To do:
Please arrange every line of the listing below as a JSON list of strings, one string per line, skipping blank lines and leaving out the pictures.

::: The input

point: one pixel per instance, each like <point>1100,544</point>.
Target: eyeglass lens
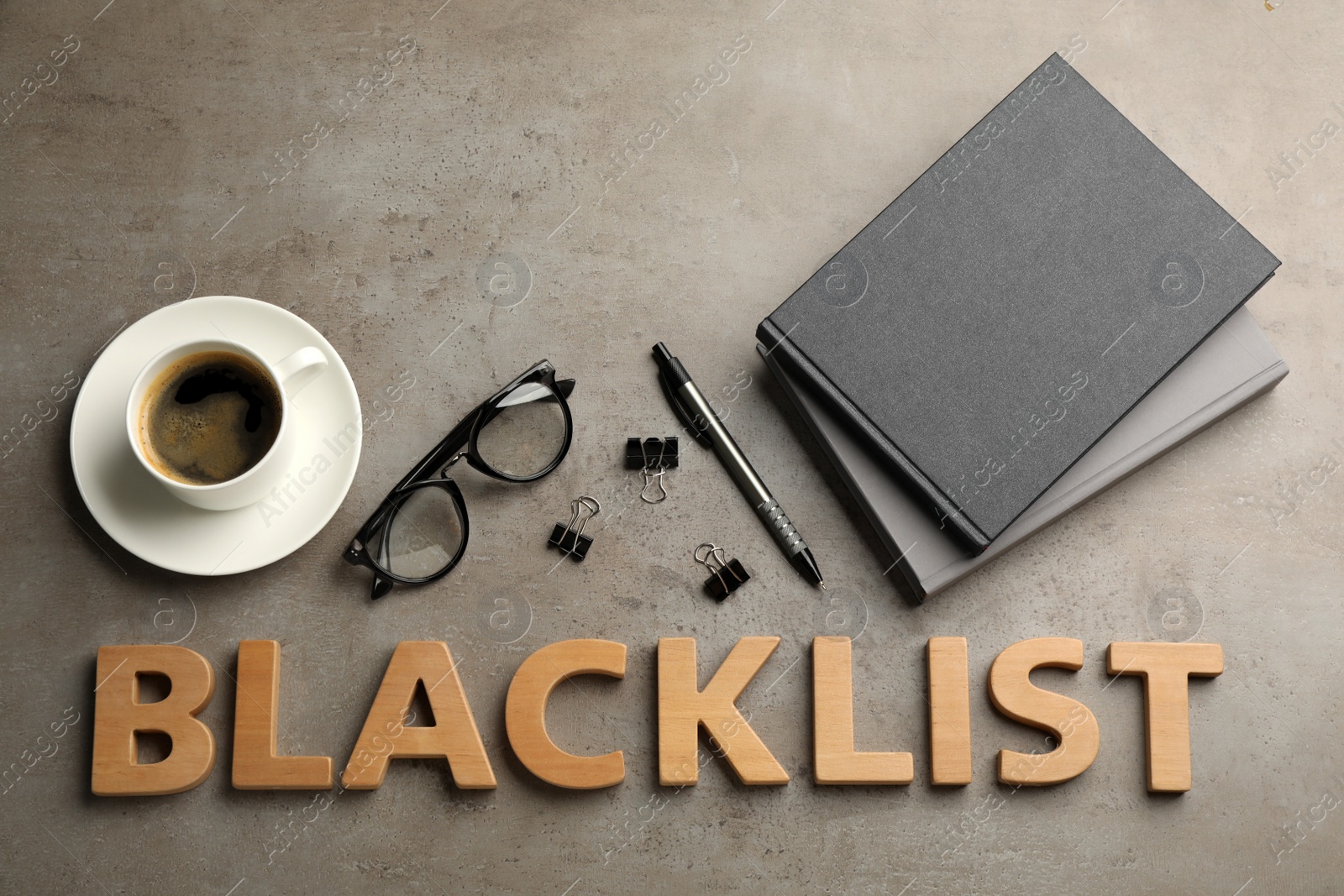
<point>423,535</point>
<point>524,434</point>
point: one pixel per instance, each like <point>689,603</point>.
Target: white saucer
<point>156,527</point>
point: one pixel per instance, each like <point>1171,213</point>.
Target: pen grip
<point>781,528</point>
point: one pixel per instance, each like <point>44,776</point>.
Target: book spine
<point>940,504</point>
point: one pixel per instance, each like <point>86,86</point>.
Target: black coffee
<point>210,418</point>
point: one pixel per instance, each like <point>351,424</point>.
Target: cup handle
<point>300,369</point>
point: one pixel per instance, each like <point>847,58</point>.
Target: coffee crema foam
<point>208,418</point>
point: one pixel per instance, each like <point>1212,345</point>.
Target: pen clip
<point>696,432</point>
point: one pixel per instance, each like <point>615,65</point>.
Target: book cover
<point>1016,301</point>
<point>1236,364</point>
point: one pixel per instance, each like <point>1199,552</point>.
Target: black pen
<point>689,403</point>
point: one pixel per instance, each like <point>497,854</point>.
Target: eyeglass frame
<point>460,443</point>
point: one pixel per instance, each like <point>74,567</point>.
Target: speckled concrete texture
<point>365,164</point>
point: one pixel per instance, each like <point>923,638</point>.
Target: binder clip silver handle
<point>652,457</point>
<point>726,575</point>
<point>570,539</point>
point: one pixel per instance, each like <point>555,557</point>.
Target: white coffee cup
<point>291,375</point>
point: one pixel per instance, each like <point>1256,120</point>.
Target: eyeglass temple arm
<point>452,443</point>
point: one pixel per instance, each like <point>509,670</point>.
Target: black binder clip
<point>729,575</point>
<point>570,537</point>
<point>654,457</point>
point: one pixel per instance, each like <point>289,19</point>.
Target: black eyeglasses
<point>418,533</point>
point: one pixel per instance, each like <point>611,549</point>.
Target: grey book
<point>1231,367</point>
<point>1016,301</point>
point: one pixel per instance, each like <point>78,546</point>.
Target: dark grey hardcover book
<point>1230,369</point>
<point>1016,301</point>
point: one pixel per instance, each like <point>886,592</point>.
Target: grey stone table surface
<point>152,152</point>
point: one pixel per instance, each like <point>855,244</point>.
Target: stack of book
<point>1046,309</point>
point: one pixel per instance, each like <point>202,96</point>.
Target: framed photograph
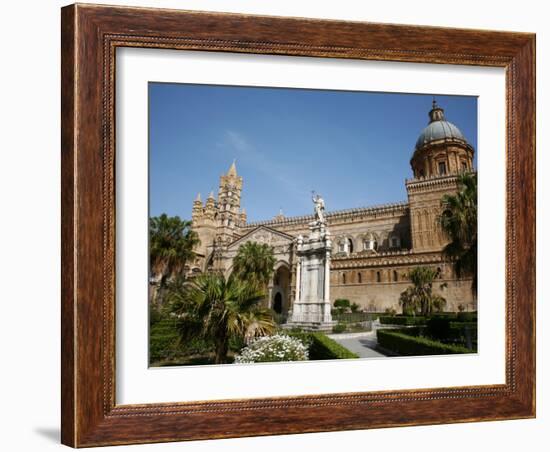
<point>270,225</point>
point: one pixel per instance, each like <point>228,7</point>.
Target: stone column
<point>298,279</point>
<point>327,277</point>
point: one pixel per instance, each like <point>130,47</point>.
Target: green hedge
<point>466,317</point>
<point>403,344</point>
<point>323,347</point>
<point>402,320</point>
<point>165,343</point>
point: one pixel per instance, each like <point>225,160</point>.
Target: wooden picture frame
<point>90,36</point>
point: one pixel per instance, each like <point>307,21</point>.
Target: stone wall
<point>380,296</point>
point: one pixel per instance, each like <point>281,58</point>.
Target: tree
<point>254,263</point>
<point>420,297</point>
<point>171,244</point>
<point>217,309</point>
<point>459,223</point>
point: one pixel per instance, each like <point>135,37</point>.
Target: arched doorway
<point>280,290</point>
<point>278,303</point>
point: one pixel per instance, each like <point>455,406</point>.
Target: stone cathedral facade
<point>373,248</point>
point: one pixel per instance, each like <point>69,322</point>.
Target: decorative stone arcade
<point>311,307</point>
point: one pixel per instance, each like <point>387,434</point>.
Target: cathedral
<point>373,248</point>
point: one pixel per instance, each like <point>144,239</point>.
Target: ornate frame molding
<point>90,37</point>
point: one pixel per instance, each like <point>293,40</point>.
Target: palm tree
<point>420,297</point>
<point>254,263</point>
<point>459,223</point>
<point>217,308</point>
<point>171,244</point>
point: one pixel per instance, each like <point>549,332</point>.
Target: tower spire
<point>232,169</point>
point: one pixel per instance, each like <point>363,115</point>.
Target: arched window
<point>370,243</point>
<point>395,242</point>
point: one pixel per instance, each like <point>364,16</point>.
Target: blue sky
<point>351,147</point>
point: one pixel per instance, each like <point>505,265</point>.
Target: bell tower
<point>229,203</point>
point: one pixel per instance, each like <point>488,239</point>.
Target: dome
<point>438,129</point>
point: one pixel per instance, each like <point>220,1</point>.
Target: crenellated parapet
<point>398,208</point>
<point>423,184</point>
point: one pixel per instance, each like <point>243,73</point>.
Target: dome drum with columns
<point>374,247</point>
<point>441,149</point>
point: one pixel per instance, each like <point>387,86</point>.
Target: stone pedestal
<point>311,308</point>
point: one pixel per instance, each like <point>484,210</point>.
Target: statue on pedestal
<point>311,306</point>
<point>319,204</point>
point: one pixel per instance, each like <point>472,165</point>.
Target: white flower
<point>279,347</point>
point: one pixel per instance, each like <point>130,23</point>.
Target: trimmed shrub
<point>279,347</point>
<point>342,305</point>
<point>339,328</point>
<point>439,327</point>
<point>466,317</point>
<point>402,320</point>
<point>352,317</point>
<point>406,345</point>
<point>323,347</point>
<point>165,343</point>
<point>464,333</point>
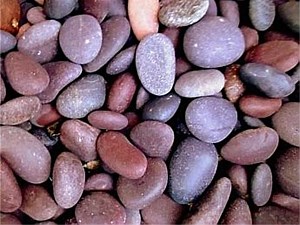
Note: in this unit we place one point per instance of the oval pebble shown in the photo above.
(107, 120)
(80, 138)
(282, 55)
(37, 203)
(68, 180)
(174, 13)
(61, 73)
(10, 195)
(82, 97)
(26, 76)
(116, 31)
(99, 208)
(199, 83)
(192, 168)
(155, 64)
(268, 80)
(120, 155)
(251, 146)
(262, 14)
(80, 38)
(284, 123)
(210, 119)
(154, 138)
(139, 193)
(7, 41)
(161, 108)
(19, 110)
(25, 154)
(259, 107)
(261, 184)
(213, 42)
(40, 41)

::::::

Result below:
[
  "point: one pixel per instance, each like <point>1100,544</point>.",
  "Target: eyeglass lens",
  "<point>423,535</point>",
  "<point>524,434</point>",
  "point: one pixel per instance, each like <point>689,603</point>.",
  "Target: white saucer",
  "<point>156,527</point>",
  "point: one pixel per instance, each like <point>1171,213</point>.",
  "Target: pen grip",
  "<point>781,528</point>",
  "point: one pixel per instance, each like <point>44,776</point>.",
  "Target: book spine",
  "<point>940,504</point>",
  "point: one pixel per instance, each like <point>86,86</point>.",
  "Target: black coffee",
  "<point>210,418</point>",
  "point: one pixel per instance, each like <point>351,424</point>.",
  "Target: cup handle",
  "<point>300,369</point>",
  "point: one pixel per instance, each like <point>847,58</point>.",
  "Target: coffee crema foam",
  "<point>208,418</point>",
  "point: one pixel per instance, each like <point>1212,345</point>.",
  "Target: pen clip",
  "<point>696,432</point>",
  "point: one pixel per instance, each like <point>615,65</point>.",
  "Target: book cover",
  "<point>1016,301</point>",
  "<point>1236,364</point>",
  "point: one pixel per instance, each like <point>1199,552</point>.",
  "Target: black pen",
  "<point>689,403</point>",
  "point: one pixel per instance, each like <point>497,854</point>.",
  "Target: eyeglass frame",
  "<point>460,443</point>",
  "point: one pixel per instance, each like <point>74,567</point>.",
  "Target: speckled concrete texture",
  "<point>365,164</point>",
  "point: one pixel per instance, each like <point>923,638</point>.",
  "Target: binder clip silver handle",
  "<point>652,457</point>",
  "<point>726,575</point>",
  "<point>570,539</point>",
  "point: one pixel per instance, each like <point>555,557</point>.",
  "Target: white coffee cup",
  "<point>291,375</point>",
  "point: one pixel per instance, each like <point>1256,120</point>.",
  "Target: eyeglass temple arm",
  "<point>452,443</point>",
  "point: one pixel per instance, each like <point>509,670</point>.",
  "Target: black binder clip",
  "<point>729,575</point>",
  "<point>570,537</point>",
  "<point>654,457</point>",
  "point: one pixel per instance, each like <point>289,19</point>.",
  "Target: black eyeglasses",
  "<point>418,533</point>",
  "point: one pixel per instance, each like <point>611,549</point>.",
  "Target: grey book",
  "<point>1231,367</point>",
  "<point>1016,301</point>",
  "point: one pixel per instance, each like <point>78,546</point>.",
  "Target: dark grey hardcover book",
  "<point>1230,369</point>",
  "<point>1016,301</point>",
  "point: one pixel per instance, each like <point>886,592</point>.",
  "Target: grey stone table surface",
  "<point>152,152</point>",
  "point: one pixel per instance, each like <point>855,244</point>.",
  "Target: stack of book",
  "<point>1046,309</point>",
  "point: one pixel per instance, each like <point>202,96</point>.",
  "Target: framed photograph",
  "<point>270,225</point>",
  "point: one pixel per instance, each like <point>228,7</point>.",
  "Target: stone column",
  "<point>298,279</point>",
  "<point>327,277</point>",
  "point: one pixel per instance, each like <point>130,47</point>.",
  "Target: green hedge",
  "<point>466,317</point>",
  "<point>403,344</point>",
  "<point>323,347</point>",
  "<point>402,320</point>",
  "<point>165,343</point>",
  "point: one pixel per instance, each like <point>225,160</point>.",
  "Target: wooden picture frame",
  "<point>90,36</point>",
  "point: one pixel per instance, each like <point>307,21</point>.",
  "Target: stone wall",
  "<point>380,296</point>",
  "point: one pixel per instance, each like <point>281,58</point>.",
  "Target: tree",
  "<point>254,263</point>",
  "<point>420,297</point>",
  "<point>171,244</point>",
  "<point>217,309</point>",
  "<point>459,223</point>",
  "point: one pixel per instance, each like <point>135,37</point>.",
  "Target: arched doorway",
  "<point>280,290</point>",
  "<point>278,303</point>",
  "point: one pixel per instance, each like <point>455,406</point>.",
  "Target: stone cathedral facade",
  "<point>373,248</point>",
  "point: one pixel per instance, each like <point>69,322</point>.",
  "Target: decorative stone arcade",
  "<point>311,307</point>",
  "point: one pixel per instance, each like <point>387,434</point>.",
  "Target: cathedral",
  "<point>373,248</point>",
  "point: one pixel per instance, each like <point>144,239</point>.",
  "Target: ornate frame molding",
  "<point>90,37</point>",
  "point: one pixel per instance, each like <point>293,40</point>.",
  "Target: palm tree",
  "<point>420,297</point>",
  "<point>254,263</point>",
  "<point>459,223</point>",
  "<point>217,308</point>",
  "<point>171,244</point>",
  "point: one pixel per instance, each like <point>549,332</point>.",
  "Target: tower spire",
  "<point>232,169</point>",
  "point: one pixel per instance, each like <point>363,115</point>.",
  "Target: arched window",
  "<point>370,243</point>",
  "<point>395,242</point>",
  "point: one pixel per instance, each like <point>364,16</point>.",
  "Target: blue sky",
  "<point>351,147</point>",
  "point: one pixel per instance, each like <point>505,265</point>.",
  "Target: bell tower",
  "<point>229,203</point>",
  "point: one pixel per instance, each like <point>488,239</point>.",
  "Target: dome",
  "<point>438,129</point>",
  "point: one pixel per instance, each like <point>220,1</point>.",
  "Target: crenellated parapet",
  "<point>398,208</point>",
  "<point>423,184</point>",
  "point: one pixel per instance, each like <point>243,73</point>.",
  "Target: dome drum with columns",
  "<point>374,247</point>",
  "<point>441,149</point>",
  "point: one pixel per instance, each like <point>387,86</point>.",
  "Target: stone pedestal",
  "<point>311,308</point>",
  "point: one pixel per instance, each like <point>484,210</point>.",
  "Target: statue on pedestal",
  "<point>311,306</point>",
  "<point>319,204</point>",
  "point: one pixel per instance, each like <point>472,165</point>.",
  "Target: white flower",
  "<point>279,347</point>",
  "point: one pixel per instance, each like <point>130,23</point>.",
  "Target: trimmed shrub",
  "<point>279,347</point>",
  "<point>342,305</point>",
  "<point>339,328</point>",
  "<point>439,327</point>",
  "<point>466,317</point>",
  "<point>402,320</point>",
  "<point>352,317</point>",
  "<point>406,345</point>",
  "<point>323,347</point>",
  "<point>165,343</point>",
  "<point>464,333</point>",
  "Note: in this unit we place one point per instance of the oval pebble shown in the photo above.",
  "(107, 120)",
  "(80, 138)",
  "(282, 55)",
  "(37, 203)",
  "(68, 180)",
  "(174, 13)",
  "(61, 73)",
  "(10, 195)",
  "(82, 97)",
  "(26, 76)",
  "(116, 31)",
  "(99, 208)",
  "(199, 83)",
  "(192, 168)",
  "(155, 64)",
  "(268, 80)",
  "(120, 155)",
  "(251, 146)",
  "(262, 14)",
  "(80, 38)",
  "(284, 123)",
  "(210, 119)",
  "(154, 138)",
  "(139, 193)",
  "(7, 41)",
  "(161, 108)",
  "(19, 110)",
  "(25, 154)",
  "(259, 107)",
  "(261, 184)",
  "(213, 42)",
  "(40, 41)"
]